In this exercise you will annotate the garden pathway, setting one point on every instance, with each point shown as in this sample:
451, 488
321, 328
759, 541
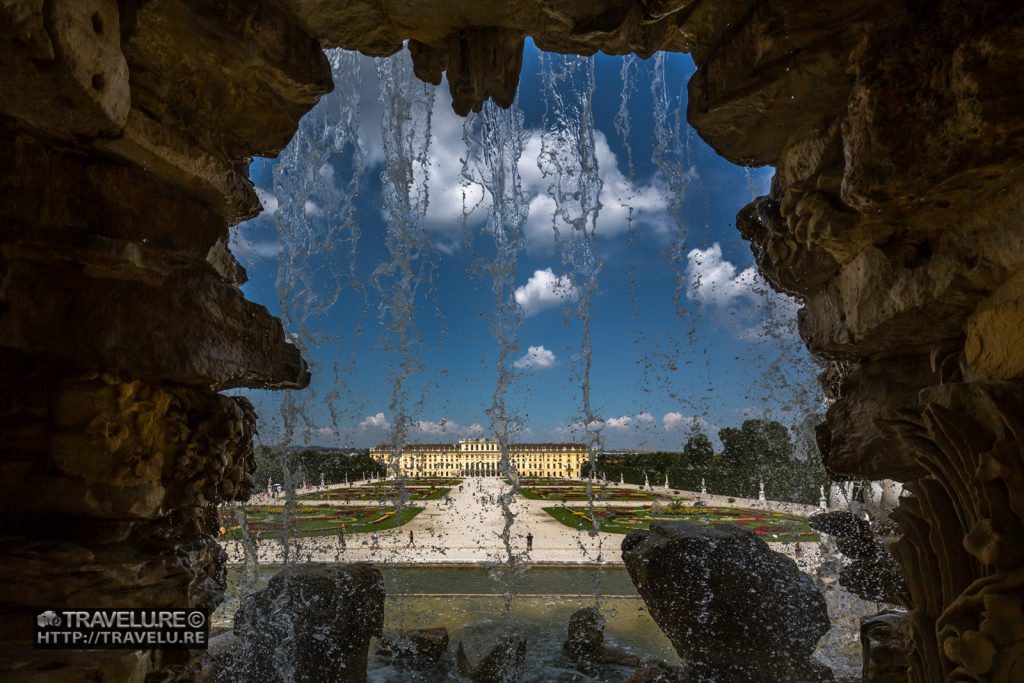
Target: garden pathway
467, 529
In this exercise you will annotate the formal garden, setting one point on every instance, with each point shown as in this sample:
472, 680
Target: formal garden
544, 489
307, 520
433, 488
772, 526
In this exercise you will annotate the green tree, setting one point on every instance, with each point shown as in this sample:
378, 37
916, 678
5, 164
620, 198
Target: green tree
698, 452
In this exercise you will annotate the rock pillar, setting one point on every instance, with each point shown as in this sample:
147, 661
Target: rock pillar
896, 217
125, 132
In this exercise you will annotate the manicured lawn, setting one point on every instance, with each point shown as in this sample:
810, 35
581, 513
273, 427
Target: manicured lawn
578, 492
306, 520
771, 526
419, 489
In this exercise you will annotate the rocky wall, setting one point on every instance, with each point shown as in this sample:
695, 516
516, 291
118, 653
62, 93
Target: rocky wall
895, 216
126, 129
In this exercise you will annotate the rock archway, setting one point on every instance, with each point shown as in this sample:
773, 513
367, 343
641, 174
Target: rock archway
896, 130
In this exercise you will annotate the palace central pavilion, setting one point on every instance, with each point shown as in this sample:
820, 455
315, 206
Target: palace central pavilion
481, 458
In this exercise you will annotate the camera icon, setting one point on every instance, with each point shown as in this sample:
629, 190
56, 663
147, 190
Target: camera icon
48, 617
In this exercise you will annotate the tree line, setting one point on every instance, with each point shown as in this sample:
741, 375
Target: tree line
307, 465
757, 451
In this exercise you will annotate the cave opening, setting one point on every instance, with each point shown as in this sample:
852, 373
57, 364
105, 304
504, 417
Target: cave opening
131, 421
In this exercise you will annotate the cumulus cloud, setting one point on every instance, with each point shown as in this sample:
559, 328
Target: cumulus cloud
257, 239
267, 200
673, 421
739, 298
545, 290
375, 422
537, 357
454, 198
628, 421
249, 249
442, 426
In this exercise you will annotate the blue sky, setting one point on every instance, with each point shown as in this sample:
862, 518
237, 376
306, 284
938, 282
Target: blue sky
723, 349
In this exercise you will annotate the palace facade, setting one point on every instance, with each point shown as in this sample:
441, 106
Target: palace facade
481, 457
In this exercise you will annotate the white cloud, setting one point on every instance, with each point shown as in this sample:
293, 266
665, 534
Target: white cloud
673, 421
739, 298
267, 200
712, 280
376, 422
537, 357
452, 196
628, 421
617, 195
247, 249
442, 426
545, 290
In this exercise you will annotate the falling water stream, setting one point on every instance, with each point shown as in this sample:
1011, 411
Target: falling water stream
317, 184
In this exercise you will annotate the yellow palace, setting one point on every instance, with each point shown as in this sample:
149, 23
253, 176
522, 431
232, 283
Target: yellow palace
480, 457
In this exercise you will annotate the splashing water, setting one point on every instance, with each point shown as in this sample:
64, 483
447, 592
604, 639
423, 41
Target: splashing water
495, 140
408, 104
568, 158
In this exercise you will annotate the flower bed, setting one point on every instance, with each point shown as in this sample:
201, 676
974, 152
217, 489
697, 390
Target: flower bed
578, 492
306, 520
417, 489
773, 527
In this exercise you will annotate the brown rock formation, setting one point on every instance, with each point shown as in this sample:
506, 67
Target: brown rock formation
885, 639
895, 215
697, 583
125, 133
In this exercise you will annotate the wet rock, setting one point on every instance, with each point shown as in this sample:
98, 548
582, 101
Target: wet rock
415, 648
733, 609
885, 640
585, 643
311, 623
655, 671
872, 573
586, 637
502, 665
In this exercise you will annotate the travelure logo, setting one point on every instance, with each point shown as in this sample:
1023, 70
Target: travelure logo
121, 629
48, 617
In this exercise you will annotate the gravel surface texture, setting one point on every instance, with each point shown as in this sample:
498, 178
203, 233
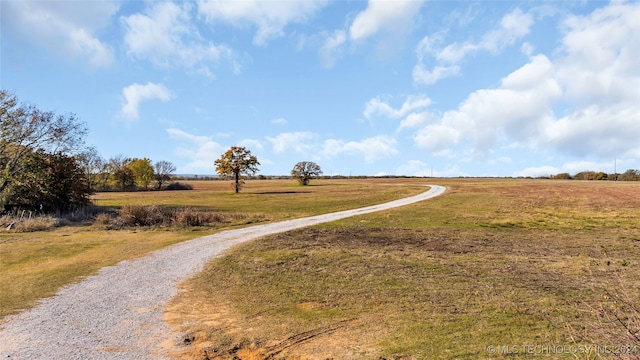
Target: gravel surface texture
118, 313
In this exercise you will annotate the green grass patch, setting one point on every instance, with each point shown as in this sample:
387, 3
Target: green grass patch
493, 262
35, 264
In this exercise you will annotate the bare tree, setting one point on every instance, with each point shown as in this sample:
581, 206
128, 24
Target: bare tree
25, 129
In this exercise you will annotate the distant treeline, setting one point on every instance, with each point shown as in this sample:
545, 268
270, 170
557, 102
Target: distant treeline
629, 175
288, 177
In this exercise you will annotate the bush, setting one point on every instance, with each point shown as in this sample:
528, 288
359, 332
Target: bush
29, 224
179, 186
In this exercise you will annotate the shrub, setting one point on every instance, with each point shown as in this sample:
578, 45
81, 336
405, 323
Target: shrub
29, 224
179, 186
138, 215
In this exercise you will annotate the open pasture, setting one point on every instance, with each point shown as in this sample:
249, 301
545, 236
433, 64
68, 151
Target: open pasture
34, 265
487, 270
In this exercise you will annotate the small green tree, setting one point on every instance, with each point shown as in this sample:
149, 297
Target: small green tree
51, 182
237, 162
143, 171
304, 171
163, 171
25, 129
125, 177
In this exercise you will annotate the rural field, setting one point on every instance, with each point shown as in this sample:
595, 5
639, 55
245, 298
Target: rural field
493, 268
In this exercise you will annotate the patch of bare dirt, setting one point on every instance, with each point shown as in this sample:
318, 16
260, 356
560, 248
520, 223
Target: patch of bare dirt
216, 332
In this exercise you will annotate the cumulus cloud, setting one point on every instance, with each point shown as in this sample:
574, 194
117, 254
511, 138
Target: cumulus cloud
200, 151
165, 35
537, 171
269, 17
513, 27
519, 109
136, 93
377, 107
592, 81
279, 121
331, 48
68, 28
383, 15
373, 148
414, 168
295, 141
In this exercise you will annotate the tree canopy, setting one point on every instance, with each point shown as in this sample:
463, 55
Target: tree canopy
304, 171
237, 162
25, 129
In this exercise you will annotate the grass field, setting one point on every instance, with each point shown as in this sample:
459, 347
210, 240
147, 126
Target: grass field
494, 268
33, 265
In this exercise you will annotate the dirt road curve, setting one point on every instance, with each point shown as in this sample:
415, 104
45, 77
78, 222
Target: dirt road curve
118, 313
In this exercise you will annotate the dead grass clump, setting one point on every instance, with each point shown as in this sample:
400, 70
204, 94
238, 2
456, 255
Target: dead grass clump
618, 319
29, 224
138, 215
157, 216
189, 217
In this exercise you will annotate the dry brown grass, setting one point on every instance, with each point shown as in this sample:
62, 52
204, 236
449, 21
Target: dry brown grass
493, 262
35, 264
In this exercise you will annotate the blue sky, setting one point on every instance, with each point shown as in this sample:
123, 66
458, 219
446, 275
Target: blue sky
442, 88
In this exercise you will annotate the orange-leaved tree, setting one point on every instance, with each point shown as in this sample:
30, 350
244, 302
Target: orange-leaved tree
237, 162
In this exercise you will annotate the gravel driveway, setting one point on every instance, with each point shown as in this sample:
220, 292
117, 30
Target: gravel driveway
118, 313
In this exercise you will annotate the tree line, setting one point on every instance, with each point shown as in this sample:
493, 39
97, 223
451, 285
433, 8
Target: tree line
629, 175
45, 164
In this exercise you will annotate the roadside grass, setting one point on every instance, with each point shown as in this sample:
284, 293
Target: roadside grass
34, 264
494, 262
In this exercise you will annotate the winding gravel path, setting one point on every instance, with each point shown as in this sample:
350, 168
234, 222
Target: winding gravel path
118, 313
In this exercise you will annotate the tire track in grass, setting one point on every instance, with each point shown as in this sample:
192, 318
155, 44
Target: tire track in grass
118, 313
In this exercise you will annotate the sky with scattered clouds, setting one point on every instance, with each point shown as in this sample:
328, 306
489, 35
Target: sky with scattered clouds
378, 87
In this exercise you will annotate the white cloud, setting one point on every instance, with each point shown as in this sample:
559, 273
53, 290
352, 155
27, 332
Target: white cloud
296, 141
200, 152
165, 35
279, 121
414, 168
438, 138
373, 148
423, 76
385, 15
331, 48
519, 109
136, 93
251, 144
601, 52
513, 26
68, 28
376, 106
538, 171
593, 82
270, 17
415, 120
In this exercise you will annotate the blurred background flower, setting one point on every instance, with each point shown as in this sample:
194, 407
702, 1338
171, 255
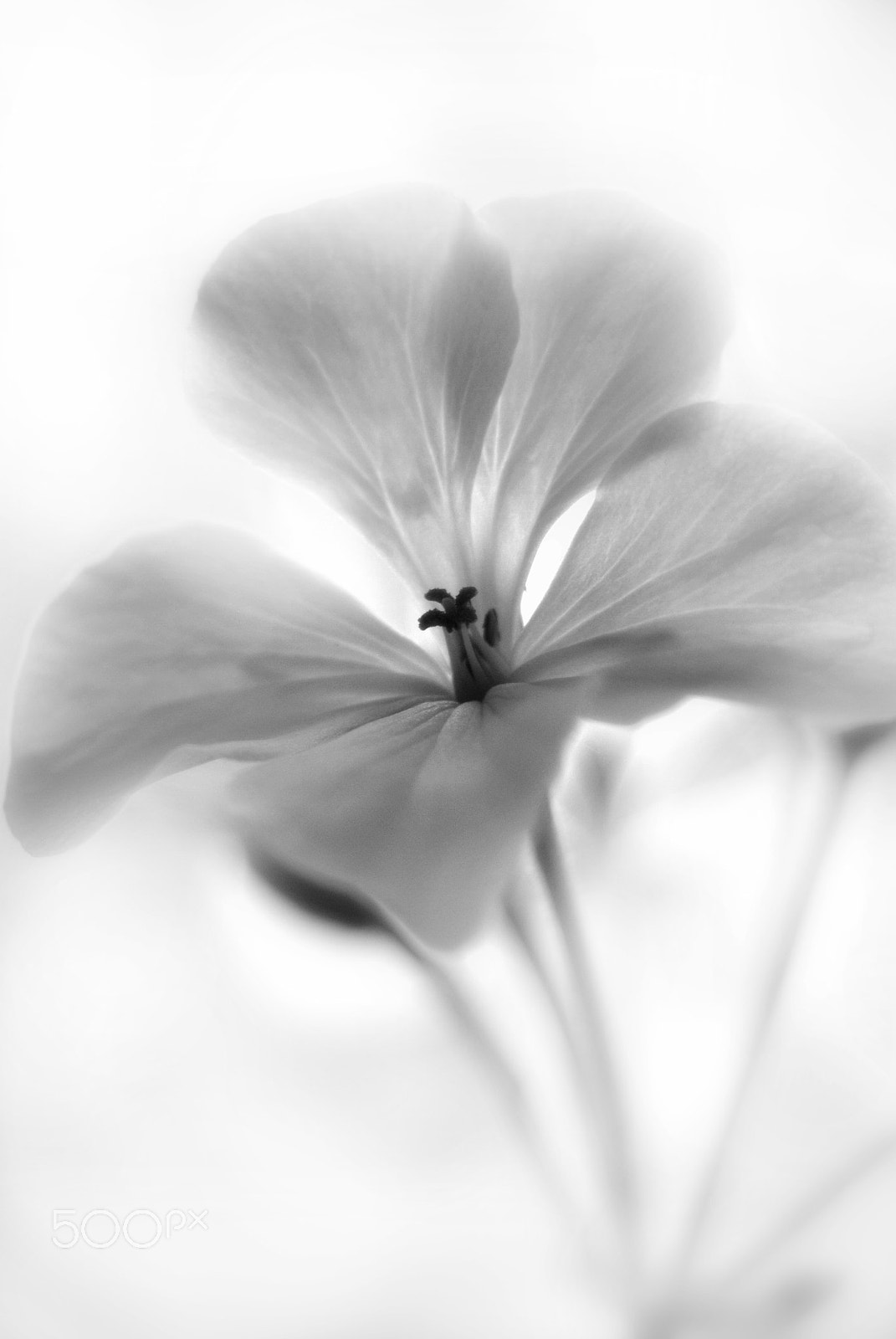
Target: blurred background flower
176, 1037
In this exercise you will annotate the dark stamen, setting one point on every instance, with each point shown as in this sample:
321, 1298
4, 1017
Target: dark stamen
458, 609
433, 619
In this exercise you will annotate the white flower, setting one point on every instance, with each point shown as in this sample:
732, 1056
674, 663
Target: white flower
453, 383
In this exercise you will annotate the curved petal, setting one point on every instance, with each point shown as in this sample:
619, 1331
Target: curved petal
623, 315
425, 810
180, 649
362, 345
735, 552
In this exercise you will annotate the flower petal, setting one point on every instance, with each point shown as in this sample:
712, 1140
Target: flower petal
423, 812
180, 649
623, 315
735, 552
362, 345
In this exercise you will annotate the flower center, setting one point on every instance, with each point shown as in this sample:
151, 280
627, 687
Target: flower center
476, 662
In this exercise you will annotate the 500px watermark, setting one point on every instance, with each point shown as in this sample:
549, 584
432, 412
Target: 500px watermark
141, 1229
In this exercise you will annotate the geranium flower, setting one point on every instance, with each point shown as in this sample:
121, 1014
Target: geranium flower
453, 383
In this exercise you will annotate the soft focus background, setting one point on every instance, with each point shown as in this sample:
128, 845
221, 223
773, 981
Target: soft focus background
172, 1035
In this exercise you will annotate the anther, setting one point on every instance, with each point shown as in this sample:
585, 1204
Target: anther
476, 664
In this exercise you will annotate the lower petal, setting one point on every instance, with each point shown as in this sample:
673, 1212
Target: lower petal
423, 812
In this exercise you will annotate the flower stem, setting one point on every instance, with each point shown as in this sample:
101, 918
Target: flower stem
470, 1022
602, 1081
812, 1207
777, 970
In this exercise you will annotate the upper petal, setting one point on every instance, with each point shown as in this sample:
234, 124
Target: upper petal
180, 649
423, 812
362, 345
623, 315
735, 552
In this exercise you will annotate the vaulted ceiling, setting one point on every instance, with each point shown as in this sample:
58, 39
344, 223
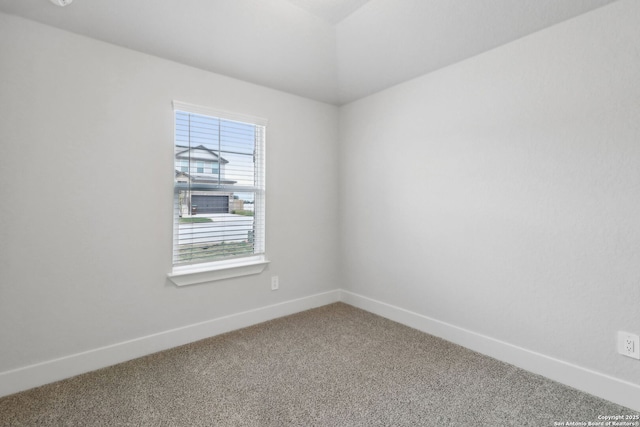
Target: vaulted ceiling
334, 51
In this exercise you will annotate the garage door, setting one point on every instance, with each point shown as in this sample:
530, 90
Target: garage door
210, 204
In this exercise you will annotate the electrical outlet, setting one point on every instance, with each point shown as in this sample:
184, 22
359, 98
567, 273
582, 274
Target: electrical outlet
629, 344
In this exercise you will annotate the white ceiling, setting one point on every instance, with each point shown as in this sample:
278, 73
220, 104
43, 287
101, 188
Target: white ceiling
332, 11
334, 51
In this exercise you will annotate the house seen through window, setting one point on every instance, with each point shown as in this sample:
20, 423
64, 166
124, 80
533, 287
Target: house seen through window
218, 188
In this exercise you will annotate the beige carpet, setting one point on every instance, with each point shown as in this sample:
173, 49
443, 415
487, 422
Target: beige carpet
331, 366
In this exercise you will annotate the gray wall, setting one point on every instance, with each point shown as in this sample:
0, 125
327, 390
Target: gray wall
86, 207
501, 194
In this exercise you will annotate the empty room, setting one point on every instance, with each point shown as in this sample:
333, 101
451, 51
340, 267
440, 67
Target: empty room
320, 212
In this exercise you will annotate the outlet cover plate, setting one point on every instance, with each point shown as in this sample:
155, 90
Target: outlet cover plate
629, 344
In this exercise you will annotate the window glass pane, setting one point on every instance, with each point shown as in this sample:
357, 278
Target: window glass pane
220, 203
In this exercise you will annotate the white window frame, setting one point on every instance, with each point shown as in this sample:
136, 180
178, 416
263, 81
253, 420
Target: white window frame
190, 274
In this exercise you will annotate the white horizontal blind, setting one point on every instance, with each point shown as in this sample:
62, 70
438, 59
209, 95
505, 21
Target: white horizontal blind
219, 186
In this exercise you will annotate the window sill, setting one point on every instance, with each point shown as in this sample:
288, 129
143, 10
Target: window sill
210, 272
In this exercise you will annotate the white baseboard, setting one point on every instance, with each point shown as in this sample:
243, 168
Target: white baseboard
65, 367
613, 389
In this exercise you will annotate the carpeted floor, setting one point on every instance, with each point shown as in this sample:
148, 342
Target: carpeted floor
331, 366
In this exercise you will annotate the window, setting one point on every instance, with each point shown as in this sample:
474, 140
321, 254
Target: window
219, 205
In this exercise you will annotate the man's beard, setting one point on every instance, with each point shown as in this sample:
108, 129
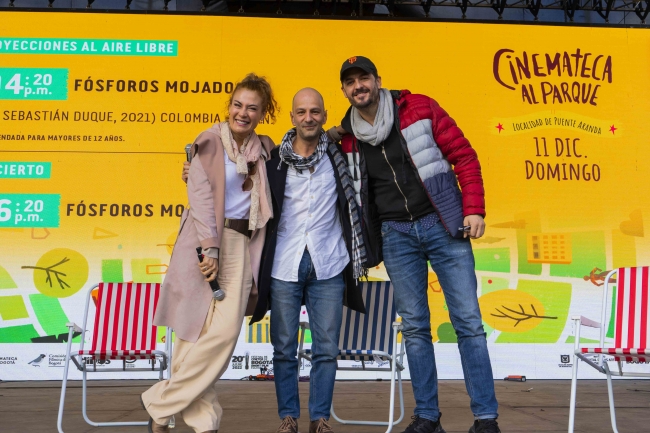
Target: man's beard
373, 96
308, 135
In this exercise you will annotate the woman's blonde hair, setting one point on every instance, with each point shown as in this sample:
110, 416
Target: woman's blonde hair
262, 87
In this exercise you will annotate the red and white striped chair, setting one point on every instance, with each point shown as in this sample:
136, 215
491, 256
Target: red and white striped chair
123, 331
631, 342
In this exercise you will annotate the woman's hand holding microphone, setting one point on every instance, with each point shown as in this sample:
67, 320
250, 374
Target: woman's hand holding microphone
209, 268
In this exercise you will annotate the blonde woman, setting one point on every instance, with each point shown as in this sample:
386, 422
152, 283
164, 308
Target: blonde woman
230, 203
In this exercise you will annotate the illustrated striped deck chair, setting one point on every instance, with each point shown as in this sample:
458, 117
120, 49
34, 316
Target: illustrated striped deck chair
630, 316
371, 337
123, 331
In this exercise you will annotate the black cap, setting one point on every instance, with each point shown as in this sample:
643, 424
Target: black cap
360, 62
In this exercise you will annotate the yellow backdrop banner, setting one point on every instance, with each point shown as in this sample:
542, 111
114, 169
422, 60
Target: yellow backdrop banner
95, 111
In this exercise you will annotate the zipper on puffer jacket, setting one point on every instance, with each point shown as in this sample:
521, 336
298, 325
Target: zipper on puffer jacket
406, 202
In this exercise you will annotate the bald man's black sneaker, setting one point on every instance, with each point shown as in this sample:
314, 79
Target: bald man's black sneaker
485, 426
423, 425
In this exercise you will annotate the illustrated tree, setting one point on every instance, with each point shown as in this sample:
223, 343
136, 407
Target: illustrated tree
60, 272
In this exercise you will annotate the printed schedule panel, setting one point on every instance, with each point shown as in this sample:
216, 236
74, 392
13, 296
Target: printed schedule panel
95, 111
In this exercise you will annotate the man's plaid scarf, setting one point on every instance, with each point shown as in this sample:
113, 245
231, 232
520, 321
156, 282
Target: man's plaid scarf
358, 246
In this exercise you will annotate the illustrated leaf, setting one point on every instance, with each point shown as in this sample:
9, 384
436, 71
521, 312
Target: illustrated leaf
512, 310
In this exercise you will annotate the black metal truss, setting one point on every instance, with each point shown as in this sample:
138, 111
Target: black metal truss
603, 8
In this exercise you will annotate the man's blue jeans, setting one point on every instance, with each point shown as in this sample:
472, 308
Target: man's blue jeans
324, 302
405, 258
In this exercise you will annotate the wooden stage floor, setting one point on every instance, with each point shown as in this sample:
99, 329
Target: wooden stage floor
533, 406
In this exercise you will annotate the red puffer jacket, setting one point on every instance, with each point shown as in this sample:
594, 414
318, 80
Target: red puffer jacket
433, 143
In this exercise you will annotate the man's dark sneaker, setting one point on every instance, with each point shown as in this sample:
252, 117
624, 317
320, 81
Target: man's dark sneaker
289, 425
423, 425
485, 426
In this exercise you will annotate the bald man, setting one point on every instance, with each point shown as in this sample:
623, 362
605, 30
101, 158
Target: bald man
308, 258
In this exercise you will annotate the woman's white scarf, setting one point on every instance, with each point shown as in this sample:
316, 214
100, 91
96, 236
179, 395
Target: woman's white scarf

• • • • •

BRIEF => Starting with the line that contains "In this exercise you will annotate the man's dark" and going on through the end of the items above, rewrite those lines with "annotate" replaced by "label" and everything else unchanged.

FINISHED ANSWER =>
In this exercise you will label the man's dark sneaker, setting one point on every instance, with each point shown as in this sample:
252, 117
624, 317
320, 81
Target: man's dark sneaker
289, 425
423, 425
485, 426
In this exercise you will label the bald man, setting one point on every instance, with each point shown as in this sample:
623, 362
605, 30
101, 158
Target: bald man
308, 258
In this exercise you will label the woman's white scarf, setting one point on every instance, with each point shown as in this sample:
316, 214
100, 91
96, 236
179, 395
Target: woman's white scarf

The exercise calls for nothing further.